- **Given exercise**
Reproduce, word for word, the stretch of the items below from the line containing "Put a dot on every instance of the child's pink" through the line containing "<point>1362,489</point>", including both of those lines.

[Start of Supplied entries]

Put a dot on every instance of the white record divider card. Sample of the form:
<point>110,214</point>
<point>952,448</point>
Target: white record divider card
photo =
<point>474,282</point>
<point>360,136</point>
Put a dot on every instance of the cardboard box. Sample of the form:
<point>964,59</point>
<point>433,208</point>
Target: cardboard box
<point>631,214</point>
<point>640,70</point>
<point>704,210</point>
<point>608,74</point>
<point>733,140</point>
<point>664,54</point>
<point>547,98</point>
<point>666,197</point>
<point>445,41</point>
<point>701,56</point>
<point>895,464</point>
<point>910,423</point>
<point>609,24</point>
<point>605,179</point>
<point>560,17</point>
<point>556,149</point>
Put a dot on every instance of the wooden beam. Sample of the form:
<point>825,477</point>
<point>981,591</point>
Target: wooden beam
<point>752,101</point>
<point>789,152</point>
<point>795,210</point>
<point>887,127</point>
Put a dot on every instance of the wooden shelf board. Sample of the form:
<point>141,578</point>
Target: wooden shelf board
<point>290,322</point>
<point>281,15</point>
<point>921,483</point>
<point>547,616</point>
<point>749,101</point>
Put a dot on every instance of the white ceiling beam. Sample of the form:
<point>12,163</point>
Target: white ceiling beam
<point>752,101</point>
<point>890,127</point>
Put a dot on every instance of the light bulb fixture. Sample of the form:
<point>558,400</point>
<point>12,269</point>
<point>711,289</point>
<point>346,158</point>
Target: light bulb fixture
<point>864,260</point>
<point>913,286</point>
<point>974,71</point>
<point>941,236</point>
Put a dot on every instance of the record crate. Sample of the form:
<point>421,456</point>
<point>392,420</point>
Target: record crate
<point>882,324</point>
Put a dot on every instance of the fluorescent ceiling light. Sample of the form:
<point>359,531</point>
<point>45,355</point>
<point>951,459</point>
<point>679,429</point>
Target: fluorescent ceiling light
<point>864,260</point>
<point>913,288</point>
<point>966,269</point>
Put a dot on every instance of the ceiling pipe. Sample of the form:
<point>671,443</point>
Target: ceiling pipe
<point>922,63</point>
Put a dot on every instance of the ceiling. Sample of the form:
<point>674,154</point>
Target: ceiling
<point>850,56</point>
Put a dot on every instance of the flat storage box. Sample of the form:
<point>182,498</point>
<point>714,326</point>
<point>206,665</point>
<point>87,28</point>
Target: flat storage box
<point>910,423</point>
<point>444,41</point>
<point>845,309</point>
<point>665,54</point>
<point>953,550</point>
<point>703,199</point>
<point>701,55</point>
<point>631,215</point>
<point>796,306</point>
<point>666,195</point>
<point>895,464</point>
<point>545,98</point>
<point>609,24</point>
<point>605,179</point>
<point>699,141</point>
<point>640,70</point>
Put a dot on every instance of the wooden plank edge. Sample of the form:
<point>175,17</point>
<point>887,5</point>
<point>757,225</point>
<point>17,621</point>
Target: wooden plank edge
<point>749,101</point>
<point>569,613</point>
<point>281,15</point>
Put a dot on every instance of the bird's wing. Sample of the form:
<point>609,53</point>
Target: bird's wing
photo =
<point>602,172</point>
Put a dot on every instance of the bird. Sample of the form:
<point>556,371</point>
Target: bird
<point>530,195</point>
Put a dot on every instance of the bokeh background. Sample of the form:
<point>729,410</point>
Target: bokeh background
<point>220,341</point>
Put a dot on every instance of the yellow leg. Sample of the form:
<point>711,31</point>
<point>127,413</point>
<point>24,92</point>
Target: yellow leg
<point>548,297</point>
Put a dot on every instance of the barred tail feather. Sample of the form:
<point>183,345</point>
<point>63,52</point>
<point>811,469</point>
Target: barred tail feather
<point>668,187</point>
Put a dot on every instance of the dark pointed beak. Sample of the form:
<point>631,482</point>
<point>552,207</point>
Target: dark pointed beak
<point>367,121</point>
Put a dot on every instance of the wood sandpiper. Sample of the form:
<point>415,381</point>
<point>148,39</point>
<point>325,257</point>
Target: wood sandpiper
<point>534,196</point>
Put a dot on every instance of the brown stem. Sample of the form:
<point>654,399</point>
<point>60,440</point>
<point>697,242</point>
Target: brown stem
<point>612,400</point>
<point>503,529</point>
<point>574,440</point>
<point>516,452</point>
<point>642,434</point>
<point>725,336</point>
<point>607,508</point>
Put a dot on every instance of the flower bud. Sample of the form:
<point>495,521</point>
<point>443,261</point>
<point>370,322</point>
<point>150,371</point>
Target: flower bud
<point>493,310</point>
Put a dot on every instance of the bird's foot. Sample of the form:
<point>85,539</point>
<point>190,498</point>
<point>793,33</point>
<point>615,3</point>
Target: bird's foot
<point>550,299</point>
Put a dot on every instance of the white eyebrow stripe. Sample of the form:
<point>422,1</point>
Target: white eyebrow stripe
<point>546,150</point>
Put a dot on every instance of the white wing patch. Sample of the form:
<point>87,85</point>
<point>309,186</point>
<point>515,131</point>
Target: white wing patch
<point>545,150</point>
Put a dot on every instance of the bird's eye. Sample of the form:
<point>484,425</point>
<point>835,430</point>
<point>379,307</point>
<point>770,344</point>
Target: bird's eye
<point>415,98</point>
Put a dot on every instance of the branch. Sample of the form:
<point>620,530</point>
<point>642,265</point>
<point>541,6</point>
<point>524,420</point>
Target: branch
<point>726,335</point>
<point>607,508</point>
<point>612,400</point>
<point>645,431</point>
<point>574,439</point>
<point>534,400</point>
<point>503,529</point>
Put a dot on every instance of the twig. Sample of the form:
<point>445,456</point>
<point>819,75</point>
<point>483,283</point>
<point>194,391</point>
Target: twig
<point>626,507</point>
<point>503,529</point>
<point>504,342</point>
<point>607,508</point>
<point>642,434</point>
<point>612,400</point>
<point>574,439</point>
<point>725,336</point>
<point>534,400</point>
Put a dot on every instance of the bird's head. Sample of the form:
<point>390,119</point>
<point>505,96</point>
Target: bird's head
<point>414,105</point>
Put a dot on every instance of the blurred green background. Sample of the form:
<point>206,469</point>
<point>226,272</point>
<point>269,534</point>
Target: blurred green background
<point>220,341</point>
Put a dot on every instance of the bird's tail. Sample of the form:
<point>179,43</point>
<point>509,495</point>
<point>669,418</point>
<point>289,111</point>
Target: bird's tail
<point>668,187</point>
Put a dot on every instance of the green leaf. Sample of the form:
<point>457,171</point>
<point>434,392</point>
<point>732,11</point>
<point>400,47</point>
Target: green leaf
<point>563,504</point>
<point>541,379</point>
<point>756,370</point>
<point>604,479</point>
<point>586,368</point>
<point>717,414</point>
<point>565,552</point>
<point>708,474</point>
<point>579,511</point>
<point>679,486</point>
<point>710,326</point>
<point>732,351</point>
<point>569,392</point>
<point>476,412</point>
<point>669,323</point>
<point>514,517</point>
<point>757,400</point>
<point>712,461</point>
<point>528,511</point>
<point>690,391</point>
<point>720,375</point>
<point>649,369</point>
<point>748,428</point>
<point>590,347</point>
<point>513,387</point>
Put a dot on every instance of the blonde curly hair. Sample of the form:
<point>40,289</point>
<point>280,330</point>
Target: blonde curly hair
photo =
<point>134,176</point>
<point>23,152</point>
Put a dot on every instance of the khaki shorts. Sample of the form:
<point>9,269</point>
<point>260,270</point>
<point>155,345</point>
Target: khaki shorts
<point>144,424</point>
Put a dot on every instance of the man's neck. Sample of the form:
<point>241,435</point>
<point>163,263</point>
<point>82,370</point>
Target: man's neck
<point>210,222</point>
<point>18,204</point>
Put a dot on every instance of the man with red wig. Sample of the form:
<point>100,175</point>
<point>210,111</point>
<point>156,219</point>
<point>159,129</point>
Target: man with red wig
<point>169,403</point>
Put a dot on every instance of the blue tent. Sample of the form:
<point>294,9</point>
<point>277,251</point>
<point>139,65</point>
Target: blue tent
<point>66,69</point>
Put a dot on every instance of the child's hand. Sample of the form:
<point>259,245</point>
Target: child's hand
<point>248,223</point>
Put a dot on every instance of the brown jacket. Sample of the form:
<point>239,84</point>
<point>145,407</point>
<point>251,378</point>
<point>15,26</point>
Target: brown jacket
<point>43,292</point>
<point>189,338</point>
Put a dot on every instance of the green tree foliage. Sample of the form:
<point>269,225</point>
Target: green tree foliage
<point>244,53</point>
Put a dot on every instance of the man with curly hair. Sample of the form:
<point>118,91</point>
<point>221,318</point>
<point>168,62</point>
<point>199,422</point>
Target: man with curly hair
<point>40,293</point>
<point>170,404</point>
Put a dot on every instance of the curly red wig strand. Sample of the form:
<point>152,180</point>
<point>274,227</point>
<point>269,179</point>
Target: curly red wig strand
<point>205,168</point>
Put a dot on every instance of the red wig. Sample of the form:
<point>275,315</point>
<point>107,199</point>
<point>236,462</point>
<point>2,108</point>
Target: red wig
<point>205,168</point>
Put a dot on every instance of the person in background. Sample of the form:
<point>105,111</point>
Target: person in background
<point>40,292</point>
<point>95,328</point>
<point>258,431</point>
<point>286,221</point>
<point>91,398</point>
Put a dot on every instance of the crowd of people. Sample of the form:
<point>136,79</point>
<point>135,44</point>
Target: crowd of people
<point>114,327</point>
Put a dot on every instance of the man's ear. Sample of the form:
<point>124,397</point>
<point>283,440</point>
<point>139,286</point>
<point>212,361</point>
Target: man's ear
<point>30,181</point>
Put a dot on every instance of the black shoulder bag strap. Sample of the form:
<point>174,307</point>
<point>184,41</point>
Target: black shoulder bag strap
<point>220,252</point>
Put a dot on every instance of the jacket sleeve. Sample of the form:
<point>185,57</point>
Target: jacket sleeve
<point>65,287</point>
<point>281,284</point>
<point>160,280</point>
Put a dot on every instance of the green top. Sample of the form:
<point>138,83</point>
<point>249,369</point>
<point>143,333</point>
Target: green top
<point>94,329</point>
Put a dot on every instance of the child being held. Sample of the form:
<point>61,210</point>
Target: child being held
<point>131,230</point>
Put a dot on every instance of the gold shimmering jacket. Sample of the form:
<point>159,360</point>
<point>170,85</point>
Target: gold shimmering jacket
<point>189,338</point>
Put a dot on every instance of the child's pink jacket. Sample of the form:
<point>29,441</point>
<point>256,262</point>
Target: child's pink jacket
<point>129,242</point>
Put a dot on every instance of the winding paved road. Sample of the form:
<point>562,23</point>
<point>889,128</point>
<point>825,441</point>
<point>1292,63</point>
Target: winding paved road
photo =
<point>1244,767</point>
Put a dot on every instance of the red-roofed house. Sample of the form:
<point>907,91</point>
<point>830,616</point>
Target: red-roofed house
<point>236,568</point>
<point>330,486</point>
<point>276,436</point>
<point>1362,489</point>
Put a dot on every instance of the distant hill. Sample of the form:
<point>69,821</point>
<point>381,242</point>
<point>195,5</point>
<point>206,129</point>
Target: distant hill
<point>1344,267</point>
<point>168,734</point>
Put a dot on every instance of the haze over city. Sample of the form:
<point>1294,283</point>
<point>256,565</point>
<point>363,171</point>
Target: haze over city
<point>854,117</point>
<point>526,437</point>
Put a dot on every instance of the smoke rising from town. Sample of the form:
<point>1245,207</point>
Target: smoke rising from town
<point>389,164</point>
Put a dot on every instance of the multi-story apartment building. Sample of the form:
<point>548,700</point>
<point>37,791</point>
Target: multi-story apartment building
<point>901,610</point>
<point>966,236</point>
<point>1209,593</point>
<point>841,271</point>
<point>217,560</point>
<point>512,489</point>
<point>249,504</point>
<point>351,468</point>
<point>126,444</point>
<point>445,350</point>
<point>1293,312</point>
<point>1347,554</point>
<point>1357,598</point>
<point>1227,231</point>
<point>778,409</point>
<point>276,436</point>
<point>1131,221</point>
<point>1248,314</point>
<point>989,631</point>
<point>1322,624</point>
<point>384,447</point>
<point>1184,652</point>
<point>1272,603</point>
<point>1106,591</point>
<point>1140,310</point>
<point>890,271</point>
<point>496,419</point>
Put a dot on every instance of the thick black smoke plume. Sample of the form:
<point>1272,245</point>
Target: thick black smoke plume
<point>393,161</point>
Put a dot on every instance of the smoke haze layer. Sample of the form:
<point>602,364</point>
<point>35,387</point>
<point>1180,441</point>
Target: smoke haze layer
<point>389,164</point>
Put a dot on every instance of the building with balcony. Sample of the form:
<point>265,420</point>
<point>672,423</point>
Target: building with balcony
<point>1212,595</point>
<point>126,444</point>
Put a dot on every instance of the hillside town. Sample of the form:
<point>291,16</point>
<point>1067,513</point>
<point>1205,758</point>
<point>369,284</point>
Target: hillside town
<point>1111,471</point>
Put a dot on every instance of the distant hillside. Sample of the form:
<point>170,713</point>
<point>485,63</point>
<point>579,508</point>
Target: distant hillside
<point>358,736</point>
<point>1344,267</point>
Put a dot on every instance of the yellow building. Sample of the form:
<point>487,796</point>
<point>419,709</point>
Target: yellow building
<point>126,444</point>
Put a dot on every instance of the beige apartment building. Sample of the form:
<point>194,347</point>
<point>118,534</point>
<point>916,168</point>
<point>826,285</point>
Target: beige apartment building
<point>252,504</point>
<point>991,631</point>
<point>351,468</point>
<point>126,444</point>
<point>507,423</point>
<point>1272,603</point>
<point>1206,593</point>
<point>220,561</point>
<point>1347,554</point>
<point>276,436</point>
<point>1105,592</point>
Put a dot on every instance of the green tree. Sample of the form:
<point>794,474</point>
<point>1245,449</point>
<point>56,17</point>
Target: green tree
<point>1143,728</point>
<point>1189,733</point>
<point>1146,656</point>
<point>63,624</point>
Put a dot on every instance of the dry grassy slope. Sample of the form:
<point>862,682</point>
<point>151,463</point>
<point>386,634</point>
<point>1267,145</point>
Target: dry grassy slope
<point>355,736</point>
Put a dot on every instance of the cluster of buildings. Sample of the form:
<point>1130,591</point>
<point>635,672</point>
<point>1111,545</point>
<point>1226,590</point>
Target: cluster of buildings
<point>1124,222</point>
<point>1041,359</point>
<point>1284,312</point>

[End of Supplied entries]

- **Task solution**
Put a dot on every instance of the child's pink jacket. Sample of the form:
<point>29,441</point>
<point>256,262</point>
Target: child's pink jacket
<point>129,242</point>
Put a dot on every instance of the winding paved road. Sample of the form:
<point>562,23</point>
<point>889,128</point>
<point>825,441</point>
<point>1292,63</point>
Target: winding paved road
photo =
<point>1244,767</point>
Put a dot on every instance of the red-roofed house. Sample of the form:
<point>907,91</point>
<point>830,616</point>
Target: red-roofed house
<point>236,568</point>
<point>330,486</point>
<point>276,436</point>
<point>1362,489</point>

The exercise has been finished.